Stated problem: Reproduce verbatim the part of the listing below that begins with the line containing "Task: pick out the rearview mirror." and continues through the end of the listing, including both ends.

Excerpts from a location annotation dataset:
##############################
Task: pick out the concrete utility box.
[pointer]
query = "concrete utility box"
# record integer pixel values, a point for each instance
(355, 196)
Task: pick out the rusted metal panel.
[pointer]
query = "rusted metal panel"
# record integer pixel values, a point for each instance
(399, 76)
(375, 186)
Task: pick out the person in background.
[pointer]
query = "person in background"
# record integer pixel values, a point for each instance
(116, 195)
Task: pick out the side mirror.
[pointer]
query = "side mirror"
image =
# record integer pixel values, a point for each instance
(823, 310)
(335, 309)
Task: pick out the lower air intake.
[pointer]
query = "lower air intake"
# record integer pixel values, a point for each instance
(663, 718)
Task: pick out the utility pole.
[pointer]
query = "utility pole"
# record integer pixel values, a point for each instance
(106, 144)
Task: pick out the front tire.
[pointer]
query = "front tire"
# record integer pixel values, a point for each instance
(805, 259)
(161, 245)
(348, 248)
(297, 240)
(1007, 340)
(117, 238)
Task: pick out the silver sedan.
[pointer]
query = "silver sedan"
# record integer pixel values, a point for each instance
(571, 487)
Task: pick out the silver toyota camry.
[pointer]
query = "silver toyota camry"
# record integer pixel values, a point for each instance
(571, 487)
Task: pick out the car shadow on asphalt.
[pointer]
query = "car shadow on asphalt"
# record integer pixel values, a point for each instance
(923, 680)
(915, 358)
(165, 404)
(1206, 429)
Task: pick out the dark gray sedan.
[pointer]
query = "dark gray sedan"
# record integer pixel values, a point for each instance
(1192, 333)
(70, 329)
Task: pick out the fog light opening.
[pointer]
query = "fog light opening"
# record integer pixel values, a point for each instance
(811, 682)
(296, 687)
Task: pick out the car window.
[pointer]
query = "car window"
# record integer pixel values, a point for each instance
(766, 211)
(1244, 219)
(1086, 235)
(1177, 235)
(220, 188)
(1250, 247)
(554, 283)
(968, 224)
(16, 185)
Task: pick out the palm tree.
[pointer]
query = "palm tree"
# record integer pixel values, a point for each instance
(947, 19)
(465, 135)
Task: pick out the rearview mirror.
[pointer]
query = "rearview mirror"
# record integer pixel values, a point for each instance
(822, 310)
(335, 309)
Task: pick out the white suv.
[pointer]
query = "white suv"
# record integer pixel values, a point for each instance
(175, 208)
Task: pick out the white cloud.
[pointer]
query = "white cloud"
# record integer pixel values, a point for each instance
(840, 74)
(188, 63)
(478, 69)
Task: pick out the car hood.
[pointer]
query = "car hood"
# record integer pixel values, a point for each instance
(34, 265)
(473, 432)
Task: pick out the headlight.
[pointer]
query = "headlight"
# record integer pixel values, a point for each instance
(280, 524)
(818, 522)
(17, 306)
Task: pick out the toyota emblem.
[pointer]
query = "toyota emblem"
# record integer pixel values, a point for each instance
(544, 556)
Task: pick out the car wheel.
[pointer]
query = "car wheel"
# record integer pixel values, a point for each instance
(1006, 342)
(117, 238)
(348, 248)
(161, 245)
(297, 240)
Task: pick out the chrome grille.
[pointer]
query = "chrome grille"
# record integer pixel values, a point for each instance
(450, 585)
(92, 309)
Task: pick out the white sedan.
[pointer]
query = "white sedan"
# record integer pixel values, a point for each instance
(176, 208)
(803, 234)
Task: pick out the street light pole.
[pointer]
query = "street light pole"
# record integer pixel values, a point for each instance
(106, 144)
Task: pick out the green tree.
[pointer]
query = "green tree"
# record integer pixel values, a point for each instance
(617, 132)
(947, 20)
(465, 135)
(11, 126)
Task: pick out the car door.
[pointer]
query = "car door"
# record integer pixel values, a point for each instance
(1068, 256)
##############################
Response:
Task: pick out the rearview mirror.
[pointer]
query = "rearview mirror"
# record integer pixel values, a point for each instance
(822, 310)
(335, 309)
Task: pick out the white suv.
[pointer]
query = "white suv"
# record integer pixel values, a point for each instance
(175, 208)
Task: pick out the white cloud.
[pointer]
query = "white cloud"
# record integer pixel values, a point for each instance
(840, 74)
(188, 63)
(478, 69)
Task: pick out the car hood.
[pointer]
query = "car hood"
# record integer pixel values, a point for each instance
(34, 265)
(473, 432)
Task: pick out the headlight.
[pointer]
query = "headlight"
# record integer pixel values, a point for each instance
(280, 524)
(818, 522)
(17, 306)
Task: pick out the toyota emblem.
[pointer]
query = "toyota emblem"
# record integer pixel values, a point for each instance
(544, 556)
Task: pick out the car wheel.
[pointer]
query = "car wheel"
# record integer pixel values, a point for each instance
(1006, 342)
(117, 238)
(348, 248)
(161, 245)
(297, 240)
Task: pick out the chrome grille.
[pointer]
query = "chrome grille"
# record integer pixel values, a point for each instance
(450, 585)
(92, 309)
Task: pick out the white sedan.
[pointer]
query = "white sedan"
# record integer pixel values, a point for each instance
(176, 208)
(803, 234)
Task: pick out the street light pole.
[pointer]
query = "street light pole"
# record integer pixel values, a point for each instance
(106, 144)
Task: pick out the green tree.
[pointer]
query = "green tree"
# record integer pixel values, a point for each instance
(617, 132)
(947, 20)
(465, 135)
(11, 126)
Task: pick out the car door.
[pointer]
query = "car door"
# record integer pixel values, a point for each instance
(1068, 256)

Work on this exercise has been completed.